Интересен механизм, названный Дж. Оруэллом «двухминуткой гнева», - когда в обязательном порядке людей собирают в одном месте, чтобы две минуты одновременно покричать что-то гневное в адрес никому не известных людей - вымышленных врагов партии. (Ужасным в двухминутке ненависти было не то, что ты должен разыгрывать роль, а то, что ты просто не мог остаться в стороне. Какие-нибудь тридцать секунд - и притворяться тебе уже не надо. Словно от электрического разряда, нападали на все собрание гнусные корчи страха и мстительности, исступлённое желание убивать, терзать, крушить лица молотом: люди гримасничали и вопили, превращались в сумасшедших. При этом ярость была абстрактной и ненацеленной, её можно было повернуть в любую сторону, как пламя паяльной лампы».)
Ночь разбитых витрин, любая партийная демонстрация и, очевидно, «разговоры» за столом с Гитлером имеют в своих истоках тот же механизм заражения эмоцией.

▸ Задания
A – Ответьте по тексту о «двухминутке гнева»:
(i) Через сколько секунд, по тексту, притворяться уже не надо?
(ii) С чем сравнивается ярость, которую можно повернуть в любую сторону?
(iii) Какие три явления, по тексту, имеют в своих истоках тот же механизм заражения эмоцией?
B – Перепечатайте без изменений часть текста о «двухминутке гнева», которая начинается со слов «Ночь разбитых витрин, любая» и заканчивается словами «механизм заражения эмоцией.».

[Собранные данные]
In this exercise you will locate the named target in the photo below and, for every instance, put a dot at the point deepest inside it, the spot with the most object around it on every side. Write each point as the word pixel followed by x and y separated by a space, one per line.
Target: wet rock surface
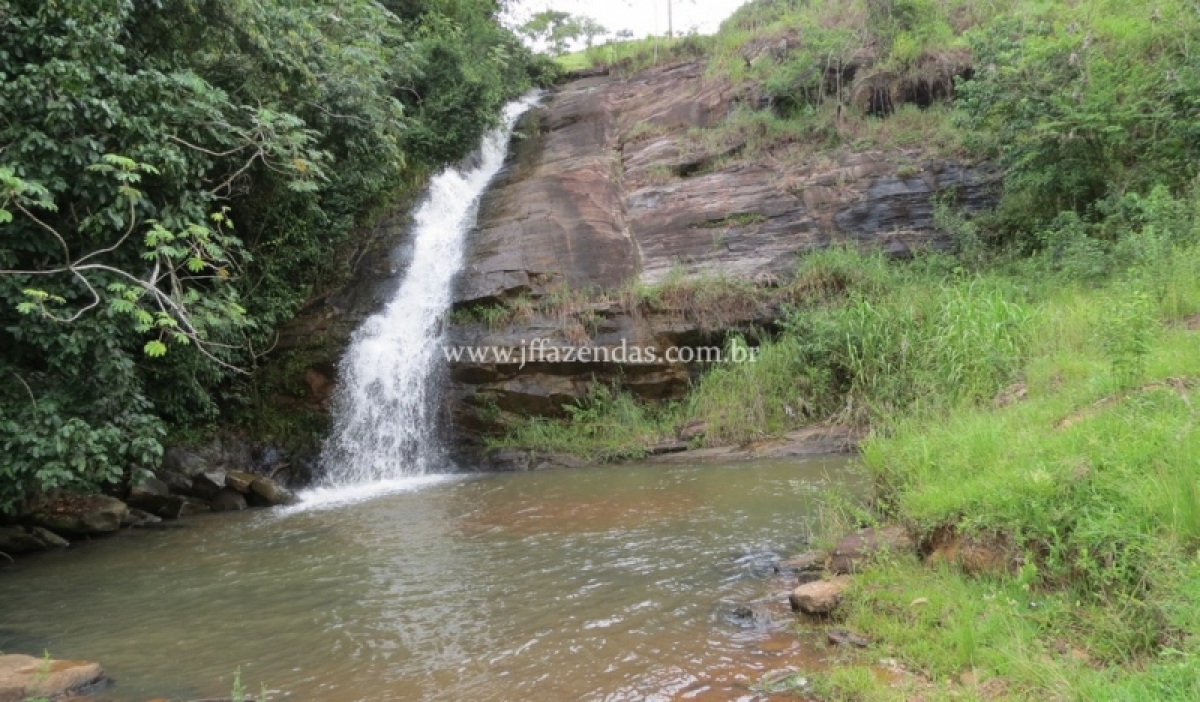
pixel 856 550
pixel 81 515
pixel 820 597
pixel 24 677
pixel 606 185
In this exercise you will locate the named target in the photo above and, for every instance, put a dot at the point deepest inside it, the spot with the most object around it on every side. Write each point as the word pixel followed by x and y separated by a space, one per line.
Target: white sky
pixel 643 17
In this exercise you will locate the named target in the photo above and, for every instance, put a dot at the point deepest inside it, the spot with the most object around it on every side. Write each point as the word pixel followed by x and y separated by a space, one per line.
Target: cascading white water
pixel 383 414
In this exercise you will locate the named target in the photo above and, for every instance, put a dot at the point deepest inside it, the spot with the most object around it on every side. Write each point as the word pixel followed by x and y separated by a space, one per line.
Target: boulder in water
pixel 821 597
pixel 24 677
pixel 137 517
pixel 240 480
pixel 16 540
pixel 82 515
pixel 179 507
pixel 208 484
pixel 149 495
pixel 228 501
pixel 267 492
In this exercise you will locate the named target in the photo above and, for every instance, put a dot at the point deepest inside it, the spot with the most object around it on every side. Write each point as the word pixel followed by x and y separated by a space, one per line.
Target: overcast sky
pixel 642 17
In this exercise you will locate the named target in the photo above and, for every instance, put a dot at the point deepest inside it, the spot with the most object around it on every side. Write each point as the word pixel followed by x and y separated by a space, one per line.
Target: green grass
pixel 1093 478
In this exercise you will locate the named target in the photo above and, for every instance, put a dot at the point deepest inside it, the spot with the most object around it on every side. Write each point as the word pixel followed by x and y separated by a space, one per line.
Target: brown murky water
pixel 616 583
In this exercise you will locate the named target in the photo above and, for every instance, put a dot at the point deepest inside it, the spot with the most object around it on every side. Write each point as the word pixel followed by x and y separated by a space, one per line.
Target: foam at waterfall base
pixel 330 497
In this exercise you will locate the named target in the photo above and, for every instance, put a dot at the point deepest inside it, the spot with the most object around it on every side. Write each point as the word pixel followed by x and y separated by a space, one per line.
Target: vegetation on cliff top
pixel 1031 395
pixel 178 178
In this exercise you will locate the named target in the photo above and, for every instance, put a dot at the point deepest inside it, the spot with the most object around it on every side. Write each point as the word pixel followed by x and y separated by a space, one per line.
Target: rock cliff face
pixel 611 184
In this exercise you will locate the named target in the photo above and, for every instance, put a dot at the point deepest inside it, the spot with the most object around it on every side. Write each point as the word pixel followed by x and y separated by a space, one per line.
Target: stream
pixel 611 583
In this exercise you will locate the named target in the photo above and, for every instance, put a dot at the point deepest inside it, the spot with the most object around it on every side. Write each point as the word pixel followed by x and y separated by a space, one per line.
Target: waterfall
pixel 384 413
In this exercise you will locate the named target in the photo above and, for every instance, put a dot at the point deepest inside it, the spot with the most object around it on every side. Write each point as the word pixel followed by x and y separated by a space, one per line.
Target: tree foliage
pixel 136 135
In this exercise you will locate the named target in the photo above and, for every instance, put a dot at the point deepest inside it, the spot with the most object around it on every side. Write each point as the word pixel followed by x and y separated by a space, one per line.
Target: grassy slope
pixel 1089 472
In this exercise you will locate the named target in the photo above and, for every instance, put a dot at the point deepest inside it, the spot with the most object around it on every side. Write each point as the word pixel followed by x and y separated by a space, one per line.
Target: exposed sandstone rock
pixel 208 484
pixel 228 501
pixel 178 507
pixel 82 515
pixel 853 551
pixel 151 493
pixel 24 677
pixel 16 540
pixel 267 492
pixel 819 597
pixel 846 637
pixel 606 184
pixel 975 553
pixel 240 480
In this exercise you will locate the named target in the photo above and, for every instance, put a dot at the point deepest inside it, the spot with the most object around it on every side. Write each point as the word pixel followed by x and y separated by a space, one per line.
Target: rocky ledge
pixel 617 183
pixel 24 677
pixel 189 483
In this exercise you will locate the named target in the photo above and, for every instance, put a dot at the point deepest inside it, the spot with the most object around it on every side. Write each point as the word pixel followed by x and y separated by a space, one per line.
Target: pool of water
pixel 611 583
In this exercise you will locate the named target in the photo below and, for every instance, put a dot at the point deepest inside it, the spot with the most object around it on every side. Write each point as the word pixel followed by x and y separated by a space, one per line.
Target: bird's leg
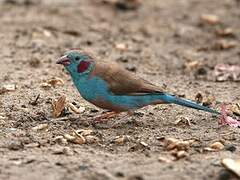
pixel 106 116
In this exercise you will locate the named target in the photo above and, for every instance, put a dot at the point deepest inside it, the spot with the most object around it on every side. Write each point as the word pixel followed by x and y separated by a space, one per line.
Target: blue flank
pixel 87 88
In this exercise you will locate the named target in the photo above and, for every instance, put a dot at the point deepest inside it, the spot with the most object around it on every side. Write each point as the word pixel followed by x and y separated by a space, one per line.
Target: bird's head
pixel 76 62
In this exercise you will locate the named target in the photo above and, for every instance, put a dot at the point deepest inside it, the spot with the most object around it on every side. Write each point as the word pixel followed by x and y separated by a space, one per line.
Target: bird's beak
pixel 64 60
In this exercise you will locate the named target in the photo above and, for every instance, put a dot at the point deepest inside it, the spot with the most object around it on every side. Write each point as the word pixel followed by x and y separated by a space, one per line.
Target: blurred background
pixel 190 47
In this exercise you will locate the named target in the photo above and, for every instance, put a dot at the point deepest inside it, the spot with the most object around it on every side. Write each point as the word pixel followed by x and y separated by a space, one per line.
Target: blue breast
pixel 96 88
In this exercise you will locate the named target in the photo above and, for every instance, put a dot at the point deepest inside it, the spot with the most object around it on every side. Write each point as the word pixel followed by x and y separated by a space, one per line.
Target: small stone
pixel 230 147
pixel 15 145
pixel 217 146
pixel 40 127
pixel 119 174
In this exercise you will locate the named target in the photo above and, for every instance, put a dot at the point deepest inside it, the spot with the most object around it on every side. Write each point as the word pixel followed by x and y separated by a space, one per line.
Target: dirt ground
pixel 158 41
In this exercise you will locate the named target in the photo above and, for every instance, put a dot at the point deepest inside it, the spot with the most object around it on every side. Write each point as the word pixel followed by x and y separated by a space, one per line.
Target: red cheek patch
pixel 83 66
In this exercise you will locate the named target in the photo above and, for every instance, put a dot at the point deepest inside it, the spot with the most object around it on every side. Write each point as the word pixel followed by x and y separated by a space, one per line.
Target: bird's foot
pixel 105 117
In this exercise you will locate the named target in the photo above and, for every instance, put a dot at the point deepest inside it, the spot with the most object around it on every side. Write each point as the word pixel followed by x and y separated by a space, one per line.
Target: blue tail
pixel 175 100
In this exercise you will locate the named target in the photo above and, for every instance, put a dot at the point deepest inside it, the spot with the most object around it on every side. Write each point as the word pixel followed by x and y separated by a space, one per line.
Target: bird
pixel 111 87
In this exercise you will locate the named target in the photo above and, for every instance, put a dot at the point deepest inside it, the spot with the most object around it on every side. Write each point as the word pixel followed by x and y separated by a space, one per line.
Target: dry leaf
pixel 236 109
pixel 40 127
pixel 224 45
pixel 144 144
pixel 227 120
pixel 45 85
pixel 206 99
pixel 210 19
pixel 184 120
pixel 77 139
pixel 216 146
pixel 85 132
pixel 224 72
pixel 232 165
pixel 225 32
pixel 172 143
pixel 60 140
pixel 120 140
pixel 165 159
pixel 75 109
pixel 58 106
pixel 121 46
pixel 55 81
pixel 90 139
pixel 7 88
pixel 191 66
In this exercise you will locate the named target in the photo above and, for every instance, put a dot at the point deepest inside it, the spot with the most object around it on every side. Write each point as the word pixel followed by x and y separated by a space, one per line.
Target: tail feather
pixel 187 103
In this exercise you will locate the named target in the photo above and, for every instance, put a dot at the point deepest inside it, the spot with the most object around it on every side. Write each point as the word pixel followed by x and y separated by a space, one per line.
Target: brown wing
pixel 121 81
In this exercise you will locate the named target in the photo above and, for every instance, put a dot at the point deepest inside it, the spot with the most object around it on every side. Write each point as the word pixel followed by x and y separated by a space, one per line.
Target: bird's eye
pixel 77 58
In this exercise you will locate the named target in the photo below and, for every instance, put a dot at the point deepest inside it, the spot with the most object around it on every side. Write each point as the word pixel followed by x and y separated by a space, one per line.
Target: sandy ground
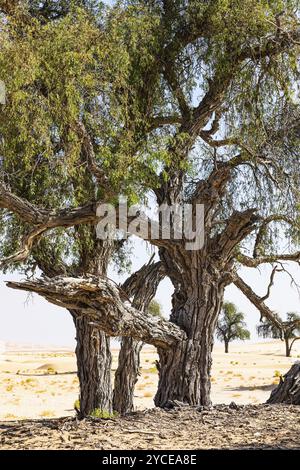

▸ Ответы
A –
(i) Через тридцать секунд.
(ii) С пламенем паяльной лампы.
(iii) Ночь разбитых витрин, любая партийная демонстрация и «разговоры» за столом с Гитлером.

B –
Ночь разбитых витрин, любая партийная демонстрация и, очевидно, «разговоры» за столом с Гитлером имеют в своих истоках тот же механизм заражения эмоцией.